--- START OF Text provided ---

It is divided into four sections, each with the same words as we see now, “So he took up his oracle and said.” Thus, though this is counted as one oracle overall, making four total from Balaam, it is actually four separate oracles, making seven total from Balaam. The first will speak of Messiah and how He will deal with the two relatives of Israel through Lot, Moab and Edom.
The second will deal with the arch-enemy of Israel, Amalek. The third will deal with the Kenites, who were allies of Israel, and who dwelt closely with them. The final oracle will deal with distant nations and the judgment upon them. Each of these is a mashal, or parable, which will follow exceptional literary techniques, just as the previous oracles did.
15 (con’t) “The utterance of Balaam the son of Beor,
neum bil’am beno beor – “Utterance Balaam son of Beor.” As in verse 24:3, he identifies himself by name and by heritage, Balaam the son of Beor. As there, these are words spoken by him, even if the Lord directed him. It is a way of saying that his eyes were closed, just as the eyes of his father had been closed, but that is now changed.
Again also, he uses the word neum, or utterance. It is a word almost exclusively used concerning what is said by the Lord. Here, it is the Lord’s prophetic word being spoken through him. He is speaking it as if it is from his own viewpoint, but it is the word of the Lord being revealed through him.

--- END OF Text provided ---
--- START OF Given data ---

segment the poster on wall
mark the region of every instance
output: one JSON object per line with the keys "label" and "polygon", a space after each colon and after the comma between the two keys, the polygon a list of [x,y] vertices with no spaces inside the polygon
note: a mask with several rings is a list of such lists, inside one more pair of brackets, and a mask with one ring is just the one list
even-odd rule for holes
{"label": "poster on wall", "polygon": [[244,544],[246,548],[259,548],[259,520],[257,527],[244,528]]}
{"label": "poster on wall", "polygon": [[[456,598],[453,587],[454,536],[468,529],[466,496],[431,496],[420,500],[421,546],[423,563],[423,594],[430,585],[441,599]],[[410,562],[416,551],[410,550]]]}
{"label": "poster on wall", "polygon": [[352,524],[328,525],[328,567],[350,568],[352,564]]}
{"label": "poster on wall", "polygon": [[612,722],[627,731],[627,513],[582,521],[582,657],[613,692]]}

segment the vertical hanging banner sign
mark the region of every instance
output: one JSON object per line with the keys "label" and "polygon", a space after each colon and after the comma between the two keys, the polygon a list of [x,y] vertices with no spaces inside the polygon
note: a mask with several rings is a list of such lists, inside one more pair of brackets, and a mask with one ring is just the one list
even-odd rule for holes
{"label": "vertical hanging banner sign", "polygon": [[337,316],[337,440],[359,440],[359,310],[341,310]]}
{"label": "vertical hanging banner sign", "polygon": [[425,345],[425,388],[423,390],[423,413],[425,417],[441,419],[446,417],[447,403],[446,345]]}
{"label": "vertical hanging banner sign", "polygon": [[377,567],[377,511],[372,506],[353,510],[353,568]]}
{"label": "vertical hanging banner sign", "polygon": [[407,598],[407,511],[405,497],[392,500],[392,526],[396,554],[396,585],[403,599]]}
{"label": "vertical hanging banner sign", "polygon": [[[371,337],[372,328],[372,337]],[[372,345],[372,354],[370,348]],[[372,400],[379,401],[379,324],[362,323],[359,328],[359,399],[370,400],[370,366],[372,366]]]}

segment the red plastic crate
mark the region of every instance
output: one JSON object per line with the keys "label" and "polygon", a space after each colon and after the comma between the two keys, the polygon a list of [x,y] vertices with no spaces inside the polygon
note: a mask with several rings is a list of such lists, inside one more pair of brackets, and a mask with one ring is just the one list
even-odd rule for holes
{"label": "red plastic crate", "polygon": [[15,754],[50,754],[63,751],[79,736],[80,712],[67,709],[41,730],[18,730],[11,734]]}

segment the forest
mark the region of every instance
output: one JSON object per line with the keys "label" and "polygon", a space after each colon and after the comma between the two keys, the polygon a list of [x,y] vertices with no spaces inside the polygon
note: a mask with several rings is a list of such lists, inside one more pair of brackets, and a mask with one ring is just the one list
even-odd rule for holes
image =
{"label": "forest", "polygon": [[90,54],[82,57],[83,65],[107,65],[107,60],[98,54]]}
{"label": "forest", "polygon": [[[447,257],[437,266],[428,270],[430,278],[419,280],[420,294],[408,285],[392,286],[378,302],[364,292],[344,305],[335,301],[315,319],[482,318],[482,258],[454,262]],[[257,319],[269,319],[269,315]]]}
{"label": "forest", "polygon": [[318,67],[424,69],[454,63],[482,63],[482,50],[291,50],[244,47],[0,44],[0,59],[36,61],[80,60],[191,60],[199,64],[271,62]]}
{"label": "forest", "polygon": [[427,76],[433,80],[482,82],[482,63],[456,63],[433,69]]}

--- END OF Given data ---

# Problems
**A.** Reproduce the passage of the Balaam commentary between "The second will" and "previous oracles did.", inclusive.
**B.** Pick up the commentary on Balaam's final oracle after its last sentence and carry it forward.

# Answers in order
**A.**
The second will deal with the arch-enemy of Israel, Amalek. The third will deal with the Kenites, who were allies of Israel, and who dwelt closely with them. The final oracle will deal with distant nations and the judgment upon them. Each of these is a mashal, or parable, which will follow exceptional literary techniques, just as the previous oracles did.

**B.**
15 (con’t) And the utterance of the man whose eyes are opened;
u-neum ha’geber shethum ha’ayin – “And utterance the man are opened the eyes.” Balaam again uses the word neum, or utterance. It is from one whose eyes are opened. The intent is that his eyes were shut, but that they are now spiritually opened through the effect of the Spirit upon him.
It is the second and last time in the Bible that the word shatham is used. It means “to unveil.” His eyes were closed, but now they are unveiled. God has opened his spiritual insight to reveal, through him, words concerning His people, Israel, including their Messiah.
16 The utterance of him who hears the words of God,
neum shomea imre el – “Utterance of him who hears words of God.” It is the same as verse 24:4. He implies that his utterance is in accord with the words of God. He is speaking out what he hears and what will be said is that which is directed by God. Further…
16 (con’t) And has the knowledge of the Most High,
v’yodea daat elyon – “And knows knowledge of Most High.” These words are now added to what he said in his third oracle. It does not say “the knowledge” though. It simply says, “knowledge.” He possesses knowledge of or from the Most High, but he does not possess the Most High’s knowledge. The translation leaves an incorrect sense of what is said.
16 (con’t) Who sees the vision of the Almighty,
makhazeh shaddai yekhezeh – “Vision of Shaddai sees.” The words are similar to those in verse 24:4. It is a vision which comes from God which has opened his spiritual eyes so that he can perceive that which would otherwise be hidden.
Again as before, he then says, Shaddai, or Almighty. This is not a mere god, but the all-powerful God. The words come from the Source of all power, and therefore what will be said are words which reflect that power. Nothing can thwart them…
16 (con’t) Who falls down, with eyes wide open:
nophel u-eglui enayim – “Who falls down and opens wide his eyes.” It is the same words as in 24:4. He has been overwhelmed by the force of what has occurred.
It should be noted again that this is unlike the other true prophets, such as Daniel, Ezekiel, and John. He is overthrown by an opposing and greater force, casting him down and impelling him to speak contrary to what he would otherwise proclaim.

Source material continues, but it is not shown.